__What to produce__
Reproduce the lines below word for word, from the first one through the line containing "[1006, 489]", with both of those lines included.

__Dataset extract__
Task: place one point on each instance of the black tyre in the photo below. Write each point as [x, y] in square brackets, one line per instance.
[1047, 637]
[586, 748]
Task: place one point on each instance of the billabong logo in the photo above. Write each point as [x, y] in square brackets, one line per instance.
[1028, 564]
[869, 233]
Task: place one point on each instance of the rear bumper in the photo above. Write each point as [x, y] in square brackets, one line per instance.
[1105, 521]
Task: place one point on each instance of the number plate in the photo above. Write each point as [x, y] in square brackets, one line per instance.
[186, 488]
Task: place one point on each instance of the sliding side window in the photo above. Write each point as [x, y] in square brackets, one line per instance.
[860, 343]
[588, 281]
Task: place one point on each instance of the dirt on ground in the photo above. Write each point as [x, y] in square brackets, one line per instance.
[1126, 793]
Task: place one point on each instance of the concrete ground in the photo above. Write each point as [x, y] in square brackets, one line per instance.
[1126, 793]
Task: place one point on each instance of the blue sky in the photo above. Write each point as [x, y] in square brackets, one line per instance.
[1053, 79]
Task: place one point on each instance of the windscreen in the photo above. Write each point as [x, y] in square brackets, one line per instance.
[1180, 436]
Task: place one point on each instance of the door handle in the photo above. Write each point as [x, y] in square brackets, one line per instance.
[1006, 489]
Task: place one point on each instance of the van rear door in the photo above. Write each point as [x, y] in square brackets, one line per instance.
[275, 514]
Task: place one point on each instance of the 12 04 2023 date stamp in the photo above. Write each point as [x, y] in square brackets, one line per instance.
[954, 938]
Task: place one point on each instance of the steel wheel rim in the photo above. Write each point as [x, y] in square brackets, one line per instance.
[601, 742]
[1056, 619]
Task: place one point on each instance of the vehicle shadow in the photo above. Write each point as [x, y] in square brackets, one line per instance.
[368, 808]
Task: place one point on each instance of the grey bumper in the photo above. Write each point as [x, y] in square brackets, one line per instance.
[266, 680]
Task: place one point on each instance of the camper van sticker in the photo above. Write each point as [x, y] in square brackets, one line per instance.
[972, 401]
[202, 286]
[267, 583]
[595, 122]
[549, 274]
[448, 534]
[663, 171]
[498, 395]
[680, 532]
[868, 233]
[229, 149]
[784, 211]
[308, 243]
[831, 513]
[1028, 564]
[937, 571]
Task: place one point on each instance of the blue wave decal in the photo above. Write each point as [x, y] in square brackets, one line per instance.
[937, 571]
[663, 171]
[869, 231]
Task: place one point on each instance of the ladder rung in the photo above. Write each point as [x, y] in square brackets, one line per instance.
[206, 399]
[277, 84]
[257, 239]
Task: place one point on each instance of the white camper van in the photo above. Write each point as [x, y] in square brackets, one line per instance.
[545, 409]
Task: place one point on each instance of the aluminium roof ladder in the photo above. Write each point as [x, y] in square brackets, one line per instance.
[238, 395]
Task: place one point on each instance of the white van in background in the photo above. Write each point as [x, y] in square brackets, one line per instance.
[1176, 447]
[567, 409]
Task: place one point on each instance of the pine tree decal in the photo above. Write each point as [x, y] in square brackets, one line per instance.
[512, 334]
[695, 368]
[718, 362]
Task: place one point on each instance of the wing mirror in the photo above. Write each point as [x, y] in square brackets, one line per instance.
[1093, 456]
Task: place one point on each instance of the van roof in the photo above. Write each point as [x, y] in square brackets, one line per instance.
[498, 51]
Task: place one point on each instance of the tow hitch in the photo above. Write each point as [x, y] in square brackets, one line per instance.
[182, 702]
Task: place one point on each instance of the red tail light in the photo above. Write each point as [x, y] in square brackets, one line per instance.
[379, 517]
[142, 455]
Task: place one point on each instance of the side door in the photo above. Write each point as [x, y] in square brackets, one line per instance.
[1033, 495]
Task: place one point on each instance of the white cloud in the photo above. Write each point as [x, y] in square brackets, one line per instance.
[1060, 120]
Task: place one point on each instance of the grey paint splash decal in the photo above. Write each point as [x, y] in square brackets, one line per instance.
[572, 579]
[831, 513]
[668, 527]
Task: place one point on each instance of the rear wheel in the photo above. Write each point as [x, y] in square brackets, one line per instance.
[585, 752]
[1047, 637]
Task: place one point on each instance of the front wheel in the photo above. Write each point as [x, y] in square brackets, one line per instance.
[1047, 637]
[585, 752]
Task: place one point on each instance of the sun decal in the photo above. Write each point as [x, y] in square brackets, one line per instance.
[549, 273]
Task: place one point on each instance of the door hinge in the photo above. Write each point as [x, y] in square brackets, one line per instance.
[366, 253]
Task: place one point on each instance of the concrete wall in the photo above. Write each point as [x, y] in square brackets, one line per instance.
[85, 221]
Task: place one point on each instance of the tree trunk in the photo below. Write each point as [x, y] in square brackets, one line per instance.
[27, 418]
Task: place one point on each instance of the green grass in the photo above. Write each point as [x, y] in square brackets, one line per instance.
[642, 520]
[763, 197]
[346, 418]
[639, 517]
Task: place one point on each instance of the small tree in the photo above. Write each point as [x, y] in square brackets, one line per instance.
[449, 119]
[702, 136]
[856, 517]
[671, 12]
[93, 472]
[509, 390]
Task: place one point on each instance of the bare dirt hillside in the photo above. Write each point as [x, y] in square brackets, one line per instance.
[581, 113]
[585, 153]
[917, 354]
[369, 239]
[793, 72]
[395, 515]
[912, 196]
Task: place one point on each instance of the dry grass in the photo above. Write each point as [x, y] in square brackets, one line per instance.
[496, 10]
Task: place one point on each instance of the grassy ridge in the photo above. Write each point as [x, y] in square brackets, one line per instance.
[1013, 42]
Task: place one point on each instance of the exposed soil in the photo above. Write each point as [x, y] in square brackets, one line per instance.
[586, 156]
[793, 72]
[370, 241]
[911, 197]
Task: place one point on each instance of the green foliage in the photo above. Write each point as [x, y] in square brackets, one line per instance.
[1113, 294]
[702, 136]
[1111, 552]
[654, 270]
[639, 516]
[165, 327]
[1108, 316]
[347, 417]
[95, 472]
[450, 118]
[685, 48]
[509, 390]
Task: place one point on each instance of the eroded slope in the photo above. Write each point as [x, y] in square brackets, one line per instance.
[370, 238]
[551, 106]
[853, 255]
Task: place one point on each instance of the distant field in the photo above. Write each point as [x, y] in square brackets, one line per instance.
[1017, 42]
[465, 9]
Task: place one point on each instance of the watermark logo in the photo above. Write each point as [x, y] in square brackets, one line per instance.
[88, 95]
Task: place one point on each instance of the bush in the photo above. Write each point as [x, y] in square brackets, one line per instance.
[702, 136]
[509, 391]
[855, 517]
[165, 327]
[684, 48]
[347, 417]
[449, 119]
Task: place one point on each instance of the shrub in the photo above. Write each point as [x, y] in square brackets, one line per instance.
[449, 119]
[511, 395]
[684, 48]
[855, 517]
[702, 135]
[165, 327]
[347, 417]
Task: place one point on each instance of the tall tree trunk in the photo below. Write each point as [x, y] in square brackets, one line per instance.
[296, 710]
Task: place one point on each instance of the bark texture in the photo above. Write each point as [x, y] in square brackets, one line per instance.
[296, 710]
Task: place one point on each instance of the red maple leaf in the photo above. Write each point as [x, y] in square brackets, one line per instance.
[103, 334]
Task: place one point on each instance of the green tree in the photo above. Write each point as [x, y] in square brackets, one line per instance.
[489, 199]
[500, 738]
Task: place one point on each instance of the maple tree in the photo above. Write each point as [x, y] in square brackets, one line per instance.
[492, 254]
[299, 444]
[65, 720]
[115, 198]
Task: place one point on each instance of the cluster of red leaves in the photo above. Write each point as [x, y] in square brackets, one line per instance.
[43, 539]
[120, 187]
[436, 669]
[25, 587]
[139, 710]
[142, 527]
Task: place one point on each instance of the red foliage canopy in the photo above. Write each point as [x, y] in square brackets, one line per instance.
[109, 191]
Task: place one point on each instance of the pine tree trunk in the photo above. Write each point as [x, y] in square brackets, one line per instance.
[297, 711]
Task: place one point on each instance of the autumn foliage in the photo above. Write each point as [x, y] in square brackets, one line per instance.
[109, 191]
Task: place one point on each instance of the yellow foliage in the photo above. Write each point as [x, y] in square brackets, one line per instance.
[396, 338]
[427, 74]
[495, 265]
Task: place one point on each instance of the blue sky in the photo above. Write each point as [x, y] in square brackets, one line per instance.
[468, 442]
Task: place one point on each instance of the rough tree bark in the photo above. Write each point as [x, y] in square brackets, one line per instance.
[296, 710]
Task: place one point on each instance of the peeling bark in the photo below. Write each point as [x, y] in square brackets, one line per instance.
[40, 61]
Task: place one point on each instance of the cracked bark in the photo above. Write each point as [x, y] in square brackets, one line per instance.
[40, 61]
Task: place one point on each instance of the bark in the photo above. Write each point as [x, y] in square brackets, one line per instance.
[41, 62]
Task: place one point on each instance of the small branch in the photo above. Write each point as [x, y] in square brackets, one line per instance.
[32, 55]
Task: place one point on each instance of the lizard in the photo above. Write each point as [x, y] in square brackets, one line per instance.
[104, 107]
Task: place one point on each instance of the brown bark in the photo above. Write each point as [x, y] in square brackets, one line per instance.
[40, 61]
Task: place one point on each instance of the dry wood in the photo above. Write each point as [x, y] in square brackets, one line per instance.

__Problem solution__
Task: place one point on each instance of the black tyre in the photo below. Write each point as [x, y] in square brackets, one line per instance.
[1047, 637]
[586, 748]
Task: place one point on each instance of the billabong logo in the photo above. Write each point as [x, y] in square brackets, one line per instance.
[1028, 564]
[869, 233]
Task: place one point on each instance of the rear bumper in the photo above. Write each point as [x, y] in square brackets, one line per instance.
[1105, 521]
Task: place one point on each instance of the number plate in the photo above. Write each point as [x, y] in square brackets, one line per instance.
[186, 488]
Task: place one point on each instance of the sliding side window in the photo above. Write each point as [x, y] in square brackets, one line per instance.
[860, 343]
[588, 281]
Task: place one point on each instance of the dirt on ground in the photo above. Write each point as [x, y] in square brackets, one line per instance.
[1126, 793]
Task: place one point on each instance of the concrete ground in the photo above. Write each point as [x, y] in square brackets, one line per instance.
[1126, 793]
Task: place one point on each instance of the blue sky in the photo above. Write each point as [x, y] in square brackets, one line per instance.
[1053, 79]
Task: place one point on each instance of the windscreen in the photo above. Write each point as [x, y] in square brackets, one line per instance.
[1180, 436]
Task: place one point on each instance of the door handle in the photo above. Write each point as [x, y] in square brackets, one line per instance.
[1006, 489]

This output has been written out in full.